RECORD EXCERPTS:

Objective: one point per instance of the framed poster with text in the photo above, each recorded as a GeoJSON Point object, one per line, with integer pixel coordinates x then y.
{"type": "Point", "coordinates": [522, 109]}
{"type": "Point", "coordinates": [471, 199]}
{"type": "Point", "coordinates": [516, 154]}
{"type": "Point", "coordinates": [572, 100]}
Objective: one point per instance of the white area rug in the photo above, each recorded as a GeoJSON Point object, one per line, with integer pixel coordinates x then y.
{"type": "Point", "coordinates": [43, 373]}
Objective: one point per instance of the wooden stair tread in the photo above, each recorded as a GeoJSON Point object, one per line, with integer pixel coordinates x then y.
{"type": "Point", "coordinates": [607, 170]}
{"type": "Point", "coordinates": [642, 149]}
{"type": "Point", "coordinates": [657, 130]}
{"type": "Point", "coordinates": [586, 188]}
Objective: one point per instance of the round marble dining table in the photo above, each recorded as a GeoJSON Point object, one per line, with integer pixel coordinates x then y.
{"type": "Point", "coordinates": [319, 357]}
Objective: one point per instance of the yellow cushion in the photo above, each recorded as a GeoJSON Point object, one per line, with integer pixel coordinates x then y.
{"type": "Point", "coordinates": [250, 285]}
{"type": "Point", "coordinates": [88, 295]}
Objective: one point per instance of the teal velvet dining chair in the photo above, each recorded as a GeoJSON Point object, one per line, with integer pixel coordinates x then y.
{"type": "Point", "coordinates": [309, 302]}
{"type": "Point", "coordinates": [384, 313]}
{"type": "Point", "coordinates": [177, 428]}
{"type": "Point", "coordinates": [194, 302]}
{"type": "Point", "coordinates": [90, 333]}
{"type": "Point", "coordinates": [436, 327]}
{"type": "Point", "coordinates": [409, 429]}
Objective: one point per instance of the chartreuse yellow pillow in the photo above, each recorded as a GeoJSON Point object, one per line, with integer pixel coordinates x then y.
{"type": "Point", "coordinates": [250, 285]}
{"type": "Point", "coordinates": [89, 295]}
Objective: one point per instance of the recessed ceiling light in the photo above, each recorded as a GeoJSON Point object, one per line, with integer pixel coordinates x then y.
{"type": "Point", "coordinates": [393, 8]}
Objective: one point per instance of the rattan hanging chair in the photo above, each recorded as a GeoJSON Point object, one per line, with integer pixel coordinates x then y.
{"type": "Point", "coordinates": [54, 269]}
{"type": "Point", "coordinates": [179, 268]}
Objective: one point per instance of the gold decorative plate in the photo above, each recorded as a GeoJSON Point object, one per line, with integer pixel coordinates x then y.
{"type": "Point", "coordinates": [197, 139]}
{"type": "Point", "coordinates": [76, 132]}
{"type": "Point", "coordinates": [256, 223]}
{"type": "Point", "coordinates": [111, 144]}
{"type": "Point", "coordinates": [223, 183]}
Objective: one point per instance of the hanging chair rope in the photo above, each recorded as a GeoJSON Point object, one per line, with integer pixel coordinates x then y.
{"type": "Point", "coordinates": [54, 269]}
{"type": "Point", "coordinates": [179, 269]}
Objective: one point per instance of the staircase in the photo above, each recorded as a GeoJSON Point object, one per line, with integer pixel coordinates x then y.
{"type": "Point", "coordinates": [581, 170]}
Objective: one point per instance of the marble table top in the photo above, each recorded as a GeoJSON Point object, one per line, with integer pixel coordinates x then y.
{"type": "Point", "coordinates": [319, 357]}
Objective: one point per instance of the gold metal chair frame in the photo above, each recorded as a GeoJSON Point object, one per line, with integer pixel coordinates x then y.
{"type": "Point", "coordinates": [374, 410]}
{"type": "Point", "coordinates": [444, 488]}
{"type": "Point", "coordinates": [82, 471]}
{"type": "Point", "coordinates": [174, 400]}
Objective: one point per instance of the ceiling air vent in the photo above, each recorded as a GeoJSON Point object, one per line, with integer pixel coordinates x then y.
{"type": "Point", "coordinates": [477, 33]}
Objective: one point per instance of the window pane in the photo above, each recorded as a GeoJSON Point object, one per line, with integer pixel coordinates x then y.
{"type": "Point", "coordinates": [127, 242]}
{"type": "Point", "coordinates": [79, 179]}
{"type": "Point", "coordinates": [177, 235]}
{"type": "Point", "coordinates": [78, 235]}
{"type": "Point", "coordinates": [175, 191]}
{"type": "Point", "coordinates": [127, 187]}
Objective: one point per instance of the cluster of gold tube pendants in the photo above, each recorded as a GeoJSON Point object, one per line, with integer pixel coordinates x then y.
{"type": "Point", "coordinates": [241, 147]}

TASK STATEMENT:
Word for word, the whole listing should be given again.

SOLUTION:
Objective: one point per instance of the framed poster with text in the photo above, each recorded as a GeoJSON Point object, one per line, with integer pixel coordinates x then y.
{"type": "Point", "coordinates": [522, 109]}
{"type": "Point", "coordinates": [471, 199]}
{"type": "Point", "coordinates": [516, 154]}
{"type": "Point", "coordinates": [572, 100]}
Objective: one point per instance of the white area rug in the photo above, each recorded as a GeoJSON Point object, one per line, with integer pixel coordinates x then y.
{"type": "Point", "coordinates": [43, 373]}
Objective: one point per instance of the wooden stair tread in the photo above, each recorded as a GeoJSON Point object, one per line, with integer pixel coordinates x then y.
{"type": "Point", "coordinates": [607, 170]}
{"type": "Point", "coordinates": [642, 149]}
{"type": "Point", "coordinates": [657, 130]}
{"type": "Point", "coordinates": [586, 188]}
Objective: one point per instance of the round marble dining table in the photo above, each recorded as a GeoJSON Point object, one per line, with integer pixel coordinates x then y.
{"type": "Point", "coordinates": [319, 357]}
Objective: one point per instance of the yellow cushion in the photo above, each recorded as a GeoJSON Point object, one per line, with integer pixel coordinates x then y.
{"type": "Point", "coordinates": [250, 285]}
{"type": "Point", "coordinates": [88, 295]}
Objective: one point per instance of the teal velvet dining chair in the photo above, each recorded as a GeoJSON Point object, one per line, with integer pixel coordinates x then y.
{"type": "Point", "coordinates": [309, 302]}
{"type": "Point", "coordinates": [384, 313]}
{"type": "Point", "coordinates": [177, 428]}
{"type": "Point", "coordinates": [194, 302]}
{"type": "Point", "coordinates": [90, 333]}
{"type": "Point", "coordinates": [436, 327]}
{"type": "Point", "coordinates": [409, 429]}
Objective: one point per instance of the chartreuse yellow pillow in the photo above, each recorded as a GeoJSON Point object, one per line, with integer pixel coordinates x then y.
{"type": "Point", "coordinates": [250, 285]}
{"type": "Point", "coordinates": [89, 295]}
Objective: one point per instance of the recessed ceiling light in the photo above, each recorded as a GeoJSON Point object, one per line, with integer pixel coordinates x then y.
{"type": "Point", "coordinates": [393, 8]}
Objective: one point per instance of the rattan hanging chair in the photo above, each recorded as a GeoJSON Point object, one per line, with integer pixel coordinates x then y.
{"type": "Point", "coordinates": [54, 269]}
{"type": "Point", "coordinates": [179, 268]}
Objective: one point per instance of the gold decorative plate in the photo above, each recorded as a GeoJSON Point object, one per line, with integer pixel coordinates x then y.
{"type": "Point", "coordinates": [197, 139]}
{"type": "Point", "coordinates": [76, 132]}
{"type": "Point", "coordinates": [256, 223]}
{"type": "Point", "coordinates": [111, 144]}
{"type": "Point", "coordinates": [223, 183]}
Objective: one point per instance of the hanging chair rope in the photo above, each recorded as a GeoJSON Point object, one per line, with integer pixel coordinates x then y.
{"type": "Point", "coordinates": [54, 269]}
{"type": "Point", "coordinates": [179, 269]}
Objective: one point per instance of the staircase in the photo above, each recorded as a GeoJSON Point object, one per line, with integer pixel coordinates x then y.
{"type": "Point", "coordinates": [581, 170]}
Objective: one point per instance of the marble table top in the photo above, each recorded as a GeoJSON Point object, one per line, with integer pixel coordinates x then y.
{"type": "Point", "coordinates": [319, 357]}
Objective: one point per instance of the gold metal chair frame in the photo above, each recorded as a GeoJSON Point object, one per line, with integer pixel coordinates x then y.
{"type": "Point", "coordinates": [374, 410]}
{"type": "Point", "coordinates": [444, 488]}
{"type": "Point", "coordinates": [82, 471]}
{"type": "Point", "coordinates": [174, 400]}
Objective: one point per instance of the ceiling air vent in the photo above, each recorded as a GeoJSON Point object, one per line, with integer pixel coordinates x then y.
{"type": "Point", "coordinates": [477, 33]}
Objective: one point per instance of the window pane in the photo above, each recorded as a GeoJSON Point object, one per line, with integer pixel coordinates x then y.
{"type": "Point", "coordinates": [127, 242]}
{"type": "Point", "coordinates": [79, 179]}
{"type": "Point", "coordinates": [177, 235]}
{"type": "Point", "coordinates": [78, 235]}
{"type": "Point", "coordinates": [175, 191]}
{"type": "Point", "coordinates": [127, 187]}
Objective: one point per instance of the cluster of gold tube pendants in the photo above, each recorded as a GeoJSON Point object, one per line, with integer pixel coordinates x then y.
{"type": "Point", "coordinates": [241, 147]}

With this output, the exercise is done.